**DIRECTIVE:** Gather every line from the entries below that contains the string "plant", and copy each one in full. Treat uppercase and lowercase letters as different.

☆ ☆ ☆ ☆ ☆ ☆ ☆

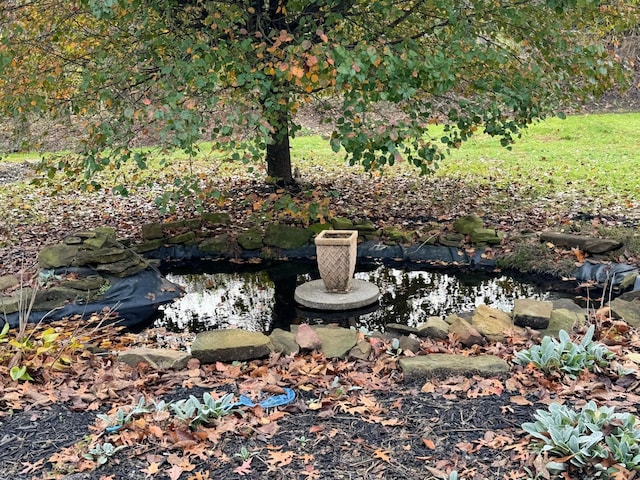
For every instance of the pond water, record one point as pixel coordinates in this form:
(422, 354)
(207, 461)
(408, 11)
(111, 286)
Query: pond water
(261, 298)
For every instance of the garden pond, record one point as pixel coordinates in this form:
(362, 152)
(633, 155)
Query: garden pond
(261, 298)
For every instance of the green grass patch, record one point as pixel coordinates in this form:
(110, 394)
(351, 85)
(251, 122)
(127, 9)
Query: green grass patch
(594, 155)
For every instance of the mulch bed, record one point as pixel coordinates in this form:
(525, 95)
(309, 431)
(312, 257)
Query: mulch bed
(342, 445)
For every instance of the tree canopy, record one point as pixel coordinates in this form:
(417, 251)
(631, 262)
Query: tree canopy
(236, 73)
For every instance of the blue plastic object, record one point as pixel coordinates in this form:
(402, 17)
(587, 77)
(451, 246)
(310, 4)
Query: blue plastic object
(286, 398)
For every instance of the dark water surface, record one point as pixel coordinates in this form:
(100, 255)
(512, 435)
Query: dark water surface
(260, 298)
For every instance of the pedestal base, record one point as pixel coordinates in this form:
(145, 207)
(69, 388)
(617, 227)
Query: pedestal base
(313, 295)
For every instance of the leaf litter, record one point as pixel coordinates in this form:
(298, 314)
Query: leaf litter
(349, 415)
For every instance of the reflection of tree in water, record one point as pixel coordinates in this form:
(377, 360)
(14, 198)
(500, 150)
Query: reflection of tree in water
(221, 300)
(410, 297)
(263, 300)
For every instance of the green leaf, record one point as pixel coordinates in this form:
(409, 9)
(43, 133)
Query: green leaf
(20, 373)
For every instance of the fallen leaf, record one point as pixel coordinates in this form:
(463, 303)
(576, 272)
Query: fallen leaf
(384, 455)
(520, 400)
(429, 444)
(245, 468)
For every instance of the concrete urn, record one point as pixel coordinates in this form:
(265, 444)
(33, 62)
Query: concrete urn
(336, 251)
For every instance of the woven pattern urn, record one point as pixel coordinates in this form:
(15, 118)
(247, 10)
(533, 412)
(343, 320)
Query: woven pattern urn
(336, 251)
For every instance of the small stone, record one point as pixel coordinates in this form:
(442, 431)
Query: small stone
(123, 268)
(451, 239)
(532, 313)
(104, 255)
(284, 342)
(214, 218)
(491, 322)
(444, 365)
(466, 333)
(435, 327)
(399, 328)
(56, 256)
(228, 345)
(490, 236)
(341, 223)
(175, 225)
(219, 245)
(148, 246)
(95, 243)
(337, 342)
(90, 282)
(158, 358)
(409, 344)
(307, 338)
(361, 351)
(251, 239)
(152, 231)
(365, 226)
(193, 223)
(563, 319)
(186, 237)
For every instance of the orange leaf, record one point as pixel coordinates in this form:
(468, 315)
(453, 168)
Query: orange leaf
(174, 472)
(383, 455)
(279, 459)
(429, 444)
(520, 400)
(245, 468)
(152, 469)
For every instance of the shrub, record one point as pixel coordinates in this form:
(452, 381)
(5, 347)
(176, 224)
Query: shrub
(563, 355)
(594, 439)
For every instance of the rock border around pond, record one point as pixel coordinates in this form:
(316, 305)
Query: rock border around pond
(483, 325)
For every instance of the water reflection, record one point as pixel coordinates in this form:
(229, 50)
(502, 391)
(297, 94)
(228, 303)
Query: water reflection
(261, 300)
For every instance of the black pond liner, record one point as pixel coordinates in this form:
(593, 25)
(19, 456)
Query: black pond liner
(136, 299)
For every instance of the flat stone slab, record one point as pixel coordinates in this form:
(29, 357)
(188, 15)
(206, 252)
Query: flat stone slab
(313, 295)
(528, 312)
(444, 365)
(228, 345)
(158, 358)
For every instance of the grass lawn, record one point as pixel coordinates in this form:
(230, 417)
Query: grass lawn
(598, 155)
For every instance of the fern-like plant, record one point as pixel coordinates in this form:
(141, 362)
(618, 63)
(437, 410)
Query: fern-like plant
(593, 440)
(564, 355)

☆ ☆ ☆ ☆ ☆ ☆ ☆

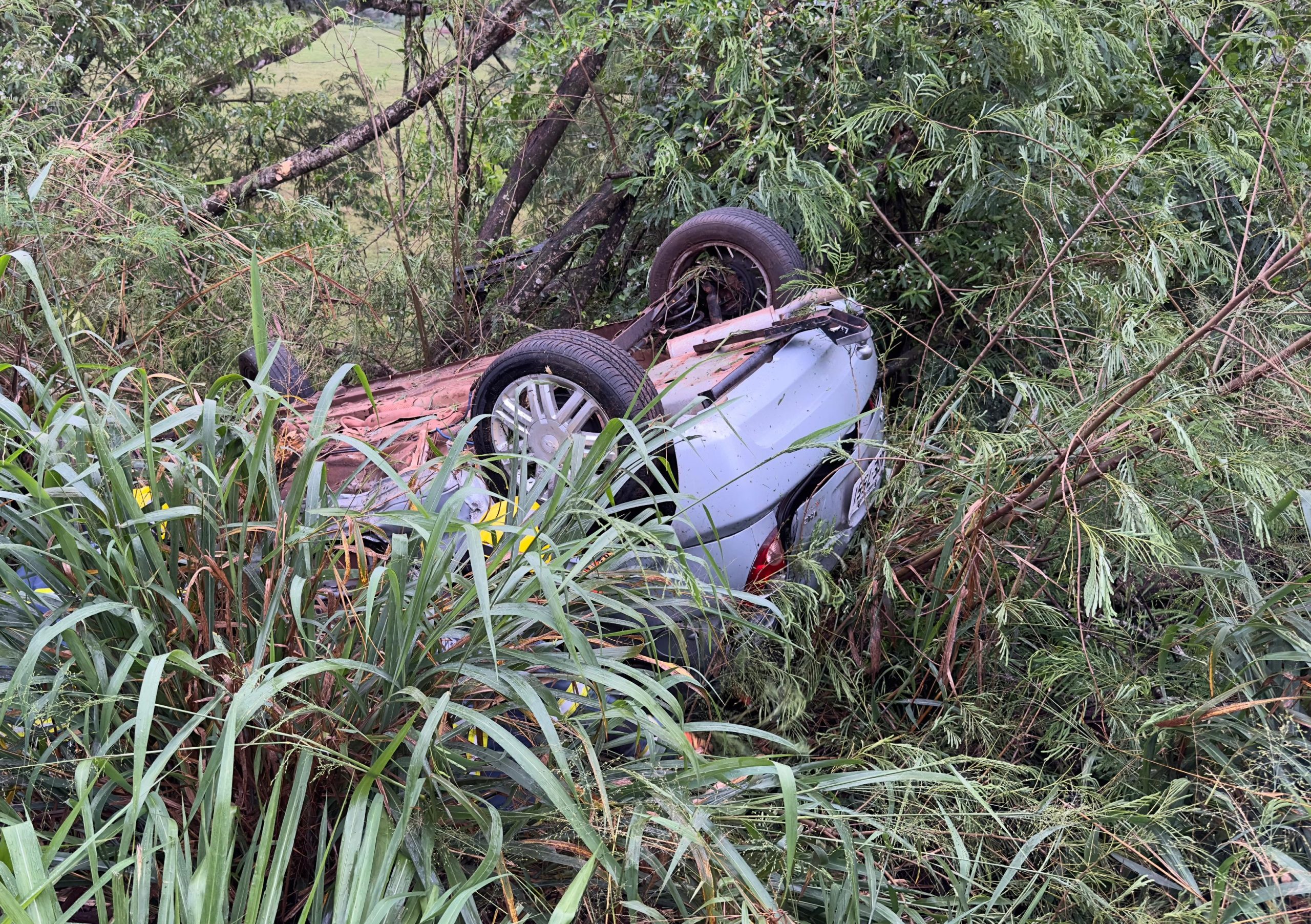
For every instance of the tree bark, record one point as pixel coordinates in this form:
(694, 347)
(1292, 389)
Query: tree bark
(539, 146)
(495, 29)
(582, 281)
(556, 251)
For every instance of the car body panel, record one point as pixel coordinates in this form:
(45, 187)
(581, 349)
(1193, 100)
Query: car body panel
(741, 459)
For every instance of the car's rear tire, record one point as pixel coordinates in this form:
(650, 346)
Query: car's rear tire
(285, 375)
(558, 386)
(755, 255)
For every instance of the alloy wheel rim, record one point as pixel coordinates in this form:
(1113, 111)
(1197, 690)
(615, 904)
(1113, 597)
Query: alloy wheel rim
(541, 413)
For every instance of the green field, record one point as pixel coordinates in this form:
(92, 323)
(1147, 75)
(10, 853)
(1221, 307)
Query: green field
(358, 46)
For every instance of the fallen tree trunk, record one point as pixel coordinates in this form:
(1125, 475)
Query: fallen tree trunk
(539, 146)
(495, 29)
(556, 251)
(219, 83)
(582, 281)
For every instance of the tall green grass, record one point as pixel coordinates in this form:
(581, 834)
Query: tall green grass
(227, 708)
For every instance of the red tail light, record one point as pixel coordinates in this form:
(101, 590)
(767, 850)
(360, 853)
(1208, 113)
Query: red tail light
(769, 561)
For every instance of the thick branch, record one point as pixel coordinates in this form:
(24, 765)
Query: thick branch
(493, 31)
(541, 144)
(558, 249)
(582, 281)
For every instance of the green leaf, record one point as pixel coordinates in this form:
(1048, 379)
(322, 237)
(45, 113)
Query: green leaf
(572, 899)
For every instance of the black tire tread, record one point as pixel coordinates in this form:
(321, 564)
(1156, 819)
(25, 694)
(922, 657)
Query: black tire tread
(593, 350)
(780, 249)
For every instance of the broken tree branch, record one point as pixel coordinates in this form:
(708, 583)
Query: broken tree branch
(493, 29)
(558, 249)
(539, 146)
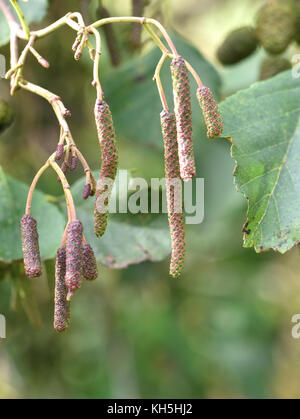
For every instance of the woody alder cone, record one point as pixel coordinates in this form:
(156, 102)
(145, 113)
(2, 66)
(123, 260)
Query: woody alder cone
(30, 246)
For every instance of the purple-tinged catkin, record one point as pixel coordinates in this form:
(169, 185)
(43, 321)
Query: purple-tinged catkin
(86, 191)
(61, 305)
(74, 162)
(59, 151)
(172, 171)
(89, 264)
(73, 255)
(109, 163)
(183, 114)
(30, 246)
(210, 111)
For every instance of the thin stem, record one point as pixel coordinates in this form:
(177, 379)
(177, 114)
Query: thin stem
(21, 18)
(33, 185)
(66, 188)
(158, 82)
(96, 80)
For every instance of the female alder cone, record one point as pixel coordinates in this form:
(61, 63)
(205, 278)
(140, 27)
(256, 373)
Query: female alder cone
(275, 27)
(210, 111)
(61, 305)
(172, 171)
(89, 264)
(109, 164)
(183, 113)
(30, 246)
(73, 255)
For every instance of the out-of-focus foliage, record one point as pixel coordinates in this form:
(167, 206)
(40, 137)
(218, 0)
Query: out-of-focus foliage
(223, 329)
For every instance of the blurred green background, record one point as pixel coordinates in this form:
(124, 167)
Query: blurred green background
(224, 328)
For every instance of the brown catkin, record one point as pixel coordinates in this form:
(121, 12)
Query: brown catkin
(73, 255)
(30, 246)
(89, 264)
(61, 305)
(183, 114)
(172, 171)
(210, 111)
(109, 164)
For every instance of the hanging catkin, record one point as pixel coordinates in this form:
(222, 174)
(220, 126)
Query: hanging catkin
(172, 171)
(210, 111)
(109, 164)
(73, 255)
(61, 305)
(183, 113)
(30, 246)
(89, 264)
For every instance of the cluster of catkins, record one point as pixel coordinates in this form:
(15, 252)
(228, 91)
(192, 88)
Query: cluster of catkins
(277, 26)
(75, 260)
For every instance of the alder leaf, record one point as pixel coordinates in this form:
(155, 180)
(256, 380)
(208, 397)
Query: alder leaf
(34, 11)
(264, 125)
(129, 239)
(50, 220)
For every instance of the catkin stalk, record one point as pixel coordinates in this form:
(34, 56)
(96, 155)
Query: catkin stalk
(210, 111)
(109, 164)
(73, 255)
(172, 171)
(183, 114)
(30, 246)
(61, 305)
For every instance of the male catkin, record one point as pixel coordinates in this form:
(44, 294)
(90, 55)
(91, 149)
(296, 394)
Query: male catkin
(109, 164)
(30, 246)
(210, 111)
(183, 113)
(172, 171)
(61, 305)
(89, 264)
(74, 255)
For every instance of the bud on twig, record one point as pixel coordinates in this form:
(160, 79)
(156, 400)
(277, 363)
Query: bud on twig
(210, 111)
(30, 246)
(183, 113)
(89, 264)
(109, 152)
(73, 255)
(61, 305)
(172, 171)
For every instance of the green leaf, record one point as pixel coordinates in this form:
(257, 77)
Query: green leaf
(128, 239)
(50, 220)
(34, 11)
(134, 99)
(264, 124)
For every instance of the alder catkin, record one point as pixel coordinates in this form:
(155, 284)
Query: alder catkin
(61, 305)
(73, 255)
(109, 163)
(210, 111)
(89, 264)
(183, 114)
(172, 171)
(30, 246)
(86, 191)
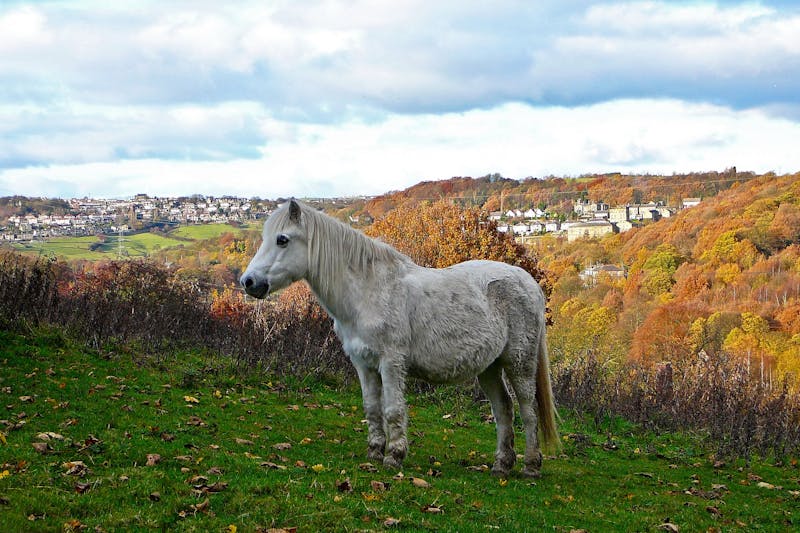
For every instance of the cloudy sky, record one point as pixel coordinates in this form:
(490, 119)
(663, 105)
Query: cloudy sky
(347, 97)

☆ ☆ ☆ ☆ ☆ ☆ ☆

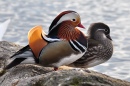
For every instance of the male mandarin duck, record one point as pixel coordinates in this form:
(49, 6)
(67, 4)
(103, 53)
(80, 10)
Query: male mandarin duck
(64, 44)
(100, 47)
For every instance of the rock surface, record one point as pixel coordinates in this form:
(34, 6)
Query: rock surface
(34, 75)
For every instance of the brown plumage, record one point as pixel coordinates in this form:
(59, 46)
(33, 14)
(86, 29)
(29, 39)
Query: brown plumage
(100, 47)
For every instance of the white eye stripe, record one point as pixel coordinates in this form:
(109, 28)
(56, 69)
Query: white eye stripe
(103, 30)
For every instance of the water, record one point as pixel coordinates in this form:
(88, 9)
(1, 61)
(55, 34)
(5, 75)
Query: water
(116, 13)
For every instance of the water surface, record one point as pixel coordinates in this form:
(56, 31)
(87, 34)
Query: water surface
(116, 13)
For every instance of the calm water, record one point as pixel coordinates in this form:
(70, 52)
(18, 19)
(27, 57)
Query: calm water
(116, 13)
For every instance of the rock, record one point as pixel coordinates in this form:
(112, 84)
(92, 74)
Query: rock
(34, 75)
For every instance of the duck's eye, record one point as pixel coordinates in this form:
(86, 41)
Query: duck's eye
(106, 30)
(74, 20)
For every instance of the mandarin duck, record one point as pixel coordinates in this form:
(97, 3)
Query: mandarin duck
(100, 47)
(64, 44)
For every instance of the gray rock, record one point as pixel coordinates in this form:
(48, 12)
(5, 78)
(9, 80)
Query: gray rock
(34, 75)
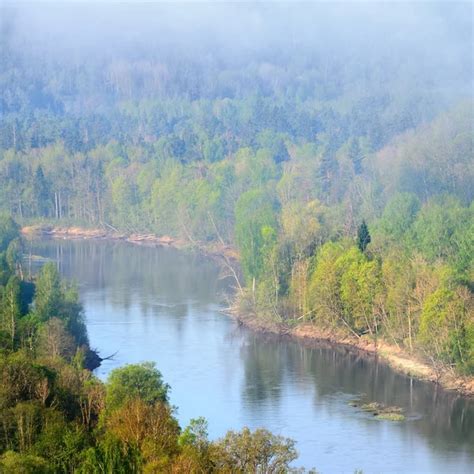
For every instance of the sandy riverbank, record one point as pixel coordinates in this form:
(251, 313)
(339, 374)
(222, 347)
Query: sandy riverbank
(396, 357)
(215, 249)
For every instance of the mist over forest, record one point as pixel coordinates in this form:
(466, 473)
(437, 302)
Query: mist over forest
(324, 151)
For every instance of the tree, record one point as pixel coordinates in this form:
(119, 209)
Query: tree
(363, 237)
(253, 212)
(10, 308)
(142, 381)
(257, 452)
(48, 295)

☆ ☆ ☆ ☆ ☆ ☆ ☆

**RESULT OF THE EXERCISE:**
For every instance of the fern-like plant, record one point as pixel coordinates in this form:
Query: fern-like plant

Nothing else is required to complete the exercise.